** Start Given records **

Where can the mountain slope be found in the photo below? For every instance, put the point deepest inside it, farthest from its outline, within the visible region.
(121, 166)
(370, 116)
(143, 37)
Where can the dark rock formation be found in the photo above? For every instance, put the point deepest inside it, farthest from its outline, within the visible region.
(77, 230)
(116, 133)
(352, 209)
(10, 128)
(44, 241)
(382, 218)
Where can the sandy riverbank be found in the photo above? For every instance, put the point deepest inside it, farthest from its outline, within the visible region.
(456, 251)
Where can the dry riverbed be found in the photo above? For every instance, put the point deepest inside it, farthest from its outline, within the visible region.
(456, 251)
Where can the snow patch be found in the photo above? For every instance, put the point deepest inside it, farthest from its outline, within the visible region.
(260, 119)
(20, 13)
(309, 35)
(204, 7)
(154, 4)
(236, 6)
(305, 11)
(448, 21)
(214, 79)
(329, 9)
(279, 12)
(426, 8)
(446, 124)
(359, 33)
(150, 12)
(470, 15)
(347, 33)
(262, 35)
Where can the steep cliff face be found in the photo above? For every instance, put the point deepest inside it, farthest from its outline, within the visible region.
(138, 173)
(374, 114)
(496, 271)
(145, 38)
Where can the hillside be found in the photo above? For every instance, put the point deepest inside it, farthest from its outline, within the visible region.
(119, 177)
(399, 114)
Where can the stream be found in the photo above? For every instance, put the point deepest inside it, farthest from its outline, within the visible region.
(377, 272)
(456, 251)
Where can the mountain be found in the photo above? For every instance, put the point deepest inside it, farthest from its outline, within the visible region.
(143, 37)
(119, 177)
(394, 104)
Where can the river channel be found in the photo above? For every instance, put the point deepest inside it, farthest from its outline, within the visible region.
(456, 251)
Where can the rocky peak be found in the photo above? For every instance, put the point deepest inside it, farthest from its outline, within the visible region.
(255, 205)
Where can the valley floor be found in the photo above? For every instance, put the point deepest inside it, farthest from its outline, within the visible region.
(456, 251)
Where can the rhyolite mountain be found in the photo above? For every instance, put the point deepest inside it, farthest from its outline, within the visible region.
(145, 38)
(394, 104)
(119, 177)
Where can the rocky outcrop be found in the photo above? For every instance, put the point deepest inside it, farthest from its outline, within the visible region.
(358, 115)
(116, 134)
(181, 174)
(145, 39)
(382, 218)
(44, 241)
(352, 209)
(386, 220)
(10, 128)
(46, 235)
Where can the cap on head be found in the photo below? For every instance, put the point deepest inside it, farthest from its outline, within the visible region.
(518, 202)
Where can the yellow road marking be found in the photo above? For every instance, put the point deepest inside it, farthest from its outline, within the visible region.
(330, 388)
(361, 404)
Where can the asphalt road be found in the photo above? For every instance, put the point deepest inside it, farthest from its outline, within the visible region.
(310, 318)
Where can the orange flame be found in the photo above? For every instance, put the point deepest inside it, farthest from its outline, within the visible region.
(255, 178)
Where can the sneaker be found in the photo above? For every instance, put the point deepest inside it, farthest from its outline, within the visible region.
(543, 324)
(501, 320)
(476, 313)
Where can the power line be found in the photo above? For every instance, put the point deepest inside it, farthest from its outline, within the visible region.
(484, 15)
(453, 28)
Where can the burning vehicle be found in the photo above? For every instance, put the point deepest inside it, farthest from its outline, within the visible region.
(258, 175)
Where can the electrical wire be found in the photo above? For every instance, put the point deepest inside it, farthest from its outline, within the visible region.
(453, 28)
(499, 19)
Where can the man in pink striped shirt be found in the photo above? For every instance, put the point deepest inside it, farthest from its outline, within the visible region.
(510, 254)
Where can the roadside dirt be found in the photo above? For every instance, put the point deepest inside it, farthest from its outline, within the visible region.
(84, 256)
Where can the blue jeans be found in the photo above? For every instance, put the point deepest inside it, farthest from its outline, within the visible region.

** End Given records **

Update the entries above by replacing "For every instance" with "For each instance" throughout, leaving everything else unchanged.

Where can the mountain slope be found in the photo below? For each instance, put the point deepest inside it, farthest from its outline, within the visible region.
(121, 166)
(370, 116)
(143, 37)
Where can the dark rock formation be found in the photo above? For each instance, put the point deepest inside it, farthest from its outline, within the visible region.
(77, 230)
(116, 133)
(352, 209)
(10, 128)
(44, 241)
(382, 218)
Where can the sandy riverbank be found in the photo above? For each instance, put the point deepest inside it, farthest from its outline, within the visible region.
(456, 251)
Where can the dry riverbed be found in the photo above? For each instance, put the point deepest inside it, farthest from its outline, within the visible region.
(456, 251)
Where can the snow patch be found in the photo above? For each instance, put the point deepest inside it, farthest from its outline, within the visible region.
(260, 119)
(20, 13)
(309, 35)
(204, 7)
(154, 4)
(236, 6)
(305, 11)
(448, 21)
(214, 79)
(329, 9)
(279, 12)
(426, 8)
(446, 124)
(359, 33)
(150, 12)
(470, 15)
(347, 33)
(262, 35)
Where can the steep cliff face be found in the photo above? For each instance, put the point deepest inside it, farthest from its outline, within the visible region.
(138, 173)
(374, 114)
(496, 271)
(145, 38)
Where can the hillside be found in the photo above? For each instance, put the point deepest inside it, farthest from its outline, within the visible region.
(119, 177)
(399, 114)
Where can the stream be found in the photo above? For each instance, put the point deepest inside it, farthest from its outline, within the visible region.
(377, 272)
(456, 251)
Where can the mountain be found in the photo above? For each instance, put the point deepest inside it, farthest from its outline, within the visible region.
(143, 37)
(119, 177)
(394, 104)
Where can the river channel be found in the photo above? For each instance, put the point deepest inside it, farthest from its outline, within the visible region.
(456, 251)
Where can the rocky peak be found in the photo above? For each instance, put the point deepest inside it, farthest from its outline, within the visible region.
(255, 205)
Where can the valley floor be found in the photo above? For each instance, put the point deepest inside it, farthest from its outline, within the visible region.
(456, 251)
Where can the rhyolite mountain be found in the photo above? For each instance, put the point deepest inside it, farthest from its outline, within the visible region.
(145, 38)
(394, 104)
(119, 177)
Where can the rocky outcrop be found in the photo above? For each instance, put the point deepest inside it, farthest from its outline, within the visible region.
(358, 115)
(116, 134)
(181, 174)
(145, 39)
(382, 218)
(44, 241)
(352, 209)
(386, 220)
(10, 128)
(46, 235)
Where can the cap on head be found in the photo below? For each instance, put the point deepest inside it, farthest from its outline, within the visible region.
(518, 202)
Where can the yellow road marking be found in the photo above? For each instance, put the point deepest inside it, farthest from its outline, within the visible region.
(330, 388)
(361, 404)
Where can the asphalt road be found in the photo above? For each instance, put the point deepest inside it, farthest from its outline, within the visible region.
(310, 318)
Where can the orange flame be found in the photo above? For each instance, put the point deepest inside it, farthest from its outline, within the visible region.
(255, 178)
Where can the sneaker be found in the photo above? For each instance, put the point deepest inside it, farthest from its outline, within the visible region.
(543, 324)
(501, 320)
(476, 313)
Where can the power line be found in the photo above? For each instance, put the point deepest inside it, farthest from its outline, within the visible region.
(484, 15)
(453, 28)
Where can the burning vehicle be found in the photo above? For each instance, put the point deepest inside it, farthest from its outline, within the visible region.
(258, 175)
Where can the electrical wire be found in the photo above? For each instance, put the point deepest inside it, farthest from its outline, within the visible region.
(453, 28)
(499, 19)
Where can the man in pink striped shirt be found in the photo above? For each instance, put the point deepest inside it, farthest from its outline, within the visible region.
(510, 254)
Where can the roadside dirt be found in the photo above? For each instance, put the point deepest inside it, farthest from its outline, within the visible region.
(84, 256)
Where can the blue jeans be found in the photo above? For each instance, put the point deepest inside it, farthest from its outline, within the visible region.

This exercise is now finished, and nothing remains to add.